**WHAT IS EXPECTED**: Format the material below as a two-column CSV with the headers "prompt" and "response", one row per entry. Put each text and its answer in a single quoted field, replace line breaks with spaces, and leave out the pictures.

#### EXTRACTED INFORMATION

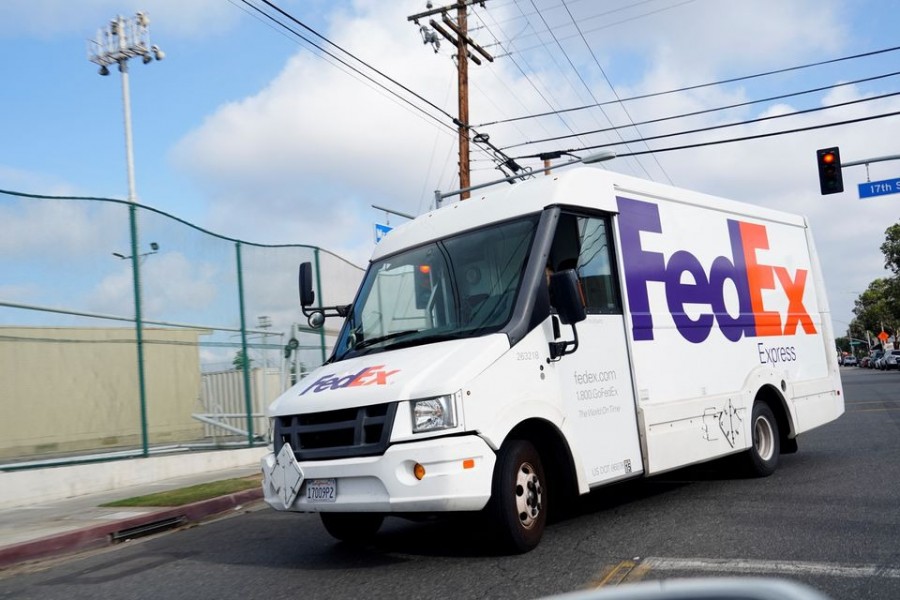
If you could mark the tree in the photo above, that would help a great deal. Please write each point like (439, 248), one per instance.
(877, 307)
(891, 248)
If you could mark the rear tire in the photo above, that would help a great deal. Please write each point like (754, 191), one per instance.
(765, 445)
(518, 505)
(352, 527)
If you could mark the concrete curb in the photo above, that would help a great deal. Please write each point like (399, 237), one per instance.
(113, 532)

########

**FINISHED ANSWER**:
prompt,response
"If you could mark the tree in the photo above, that would help a great deal. Please write each point like (439, 248), one per instance.","(877, 307) (891, 248)"
"If you could mark the rear tire in the photo above, that would help a great deal. Please write each point like (754, 191), one per instance.","(765, 445) (518, 505) (352, 527)"
"If you could mark the concrete curb in the photo above, that would help a great deal. Please write each point like (399, 237), one per instance.","(113, 532)"